* Page text *
* begin *
# Multivariate Linear Regression

In this assignment, you will implement multivariate linear regression to predict the price of houses based on its characteristics.

Suppose you are selling your house and you want to know what a good market price would be. One way to do this is to first collect information on recent houses sold and make a model of housing prices. The file houses.csv contains a training set of housing prices in the city of Valladolid. The first column is the size of the house (in square feet), the second column is the number of bedrooms and the third column is the price of the house. Dataset is like below:

| Size of the house (in square feet) | Number of bedrooms | Price of the house |
|------------------------------------|--------------------|--------------------|
| 2104                               | 3                  | 399900             |
| 1600                               | 3                  | 329900             |
| 2400                               | 3                  | 369000             |


You should fit a multivariate linear regression model using size and bedrooms as variables to predict the price:
* Plot scatterplot of the two variables against price
* Use Scikit-learn to fit the model
* Compute the parameters with the normal equations using np.linalg.inv()
* end *
* Material *
* begin *
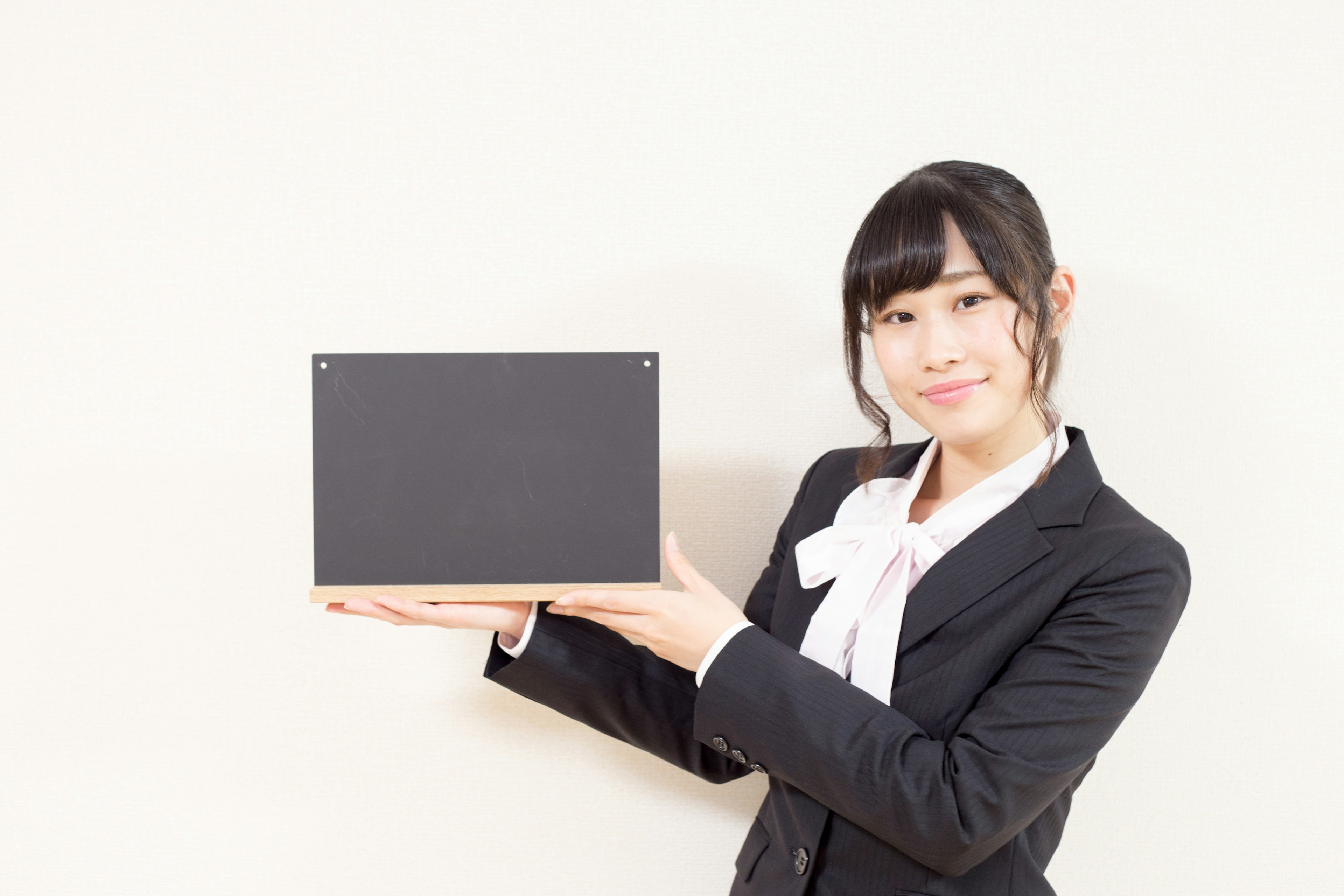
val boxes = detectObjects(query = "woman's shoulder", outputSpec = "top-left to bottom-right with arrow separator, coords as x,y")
* end *
* What this task involves *
Copy the regression assignment from "You should fit" through "equations using np.linalg.inv()", substituting "statsmodels" for "Scikit-learn".

* Completed task *
You should fit a multivariate linear regression model using size and bedrooms as variables to predict the price:
* Plot scatterplot of the two variables against price
* Use statsmodels to fit the model
* Compute the parameters with the normal equations using np.linalg.inv()